■ EXERCISE PROMPT
Using the text about Bay Ridge pizza, explain in one to three sentences why Brescio says he is moving to Brooklyn's Carroll Gardens.

■ DOCUMENT EXTRACT
================================
He didn’t know it at the time, but there’s data to back his instincts. Bay Ridge has been a pizza paradise since Saturday Night Fever’s filmmakers shot their famous folded-slice scene in the locale 40 years ago. According to Yelp, there are more pizza restaurants in Bay Ridge (26) than in Little Italy (24). Right next door to Lombardi’s is Nonno’s, a popular slice joint. Two blocks away is another neighborhood mainstay, Nino’s Pizza. A bit further but still only a five-minute walk is Campania’s, a sit-down eatery with coal-fire pies that often has 30-minute waits for tables. And down the avenue from Lombardi’s is another coal-fire pizza house named … Lombardo’s.
Justin Brannan, who grew up in the neighborhood, lives there today and is the local district’s city councilmember, called the local pizza scene “an embarrassment of riches.” He added, “Bay Ridge has a very discerning palate when it comes to this stuff, though. If you serve great food, you will do very well here.”
Sal Maida (not of Roxy Music fame) confirms this. Sitting at the head of a full table on a recent Sunday night, he offers his review. “It was spot on,” he says. “Classic Italian.”
It had better be. This endeavor took some convincing. “Imagine how hard it was to get [Gianmarino and Brescio] to let me use the name without the pizza?” Soto says.
Soto landed his first job at Lombardi’s in 2000, shortly after arriving from the Dominican Republic at the age of 17. He mopped floors, washed dishes and took on every role imaginable at one time or another in the shop. Brescio elevated him to general manager in 2004—only a few years after playing an early part in helping Soto learn English as a second language.
“The first time I went to get John a cup of coffee,” Soto recalls, smiling, “I brought back the coffee and milk in separate cups because I didn’t understand what he meant when he said, ‘Go get me a coffee with milk.’ But seriously, I owe everything to that guy.”
Brescio, a lifelong Manhattanite, says he’s moving to Brooklyn’s Carroll Gardens so he can more easily drive to both restaurants and help out. “I feel very comfortable here in Bay Ridge,” he says, nodding his head and looking around the opulent-yet-casual restaurant, which sits under the shadow of the Verrazzano Bridge.
The eatery, Soto says, “will live and die by our customer service.”
He seems to know something about hospitality. French first lady Brigitte Macron once negotiated Lombardi’s into a conversation with her husband, Emmanuel, convincing him that a trip to New York should also mean they eat a pie at her favorite Little Italy pizzeria. That’s just not your ordinary reservation.
================================
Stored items

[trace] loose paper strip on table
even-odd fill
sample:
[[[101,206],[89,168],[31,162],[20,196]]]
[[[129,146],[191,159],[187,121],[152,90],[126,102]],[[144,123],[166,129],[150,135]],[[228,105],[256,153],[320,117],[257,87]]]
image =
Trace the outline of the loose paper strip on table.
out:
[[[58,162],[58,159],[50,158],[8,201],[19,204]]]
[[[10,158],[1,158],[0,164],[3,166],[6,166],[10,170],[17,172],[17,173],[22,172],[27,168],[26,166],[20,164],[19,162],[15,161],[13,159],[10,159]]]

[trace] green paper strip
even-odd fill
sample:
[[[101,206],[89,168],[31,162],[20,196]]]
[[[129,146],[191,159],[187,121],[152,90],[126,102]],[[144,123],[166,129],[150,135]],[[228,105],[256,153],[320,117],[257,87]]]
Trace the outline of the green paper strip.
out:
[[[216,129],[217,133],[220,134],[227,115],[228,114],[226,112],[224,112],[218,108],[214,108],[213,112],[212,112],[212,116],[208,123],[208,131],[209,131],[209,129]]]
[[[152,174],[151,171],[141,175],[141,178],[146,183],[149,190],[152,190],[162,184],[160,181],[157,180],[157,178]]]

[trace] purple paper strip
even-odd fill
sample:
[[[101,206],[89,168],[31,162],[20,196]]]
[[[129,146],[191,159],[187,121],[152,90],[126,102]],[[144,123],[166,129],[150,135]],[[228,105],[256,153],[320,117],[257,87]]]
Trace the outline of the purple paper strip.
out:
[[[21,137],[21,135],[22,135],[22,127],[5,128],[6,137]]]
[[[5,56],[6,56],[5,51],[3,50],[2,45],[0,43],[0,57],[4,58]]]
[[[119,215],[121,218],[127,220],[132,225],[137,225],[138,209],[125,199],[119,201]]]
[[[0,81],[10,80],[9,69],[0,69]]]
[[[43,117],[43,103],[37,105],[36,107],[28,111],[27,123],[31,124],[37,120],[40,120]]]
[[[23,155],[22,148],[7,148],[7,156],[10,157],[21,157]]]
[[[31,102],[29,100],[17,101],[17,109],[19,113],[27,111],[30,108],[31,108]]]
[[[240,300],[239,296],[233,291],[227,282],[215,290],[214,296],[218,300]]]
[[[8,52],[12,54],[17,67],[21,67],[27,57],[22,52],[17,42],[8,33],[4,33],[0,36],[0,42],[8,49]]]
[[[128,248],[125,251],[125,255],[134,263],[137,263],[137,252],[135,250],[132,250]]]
================================
■ WRITTEN RESPONSE
Brescio says he is moving to Carroll Gardens so he can more easily drive to both restaurants and help out.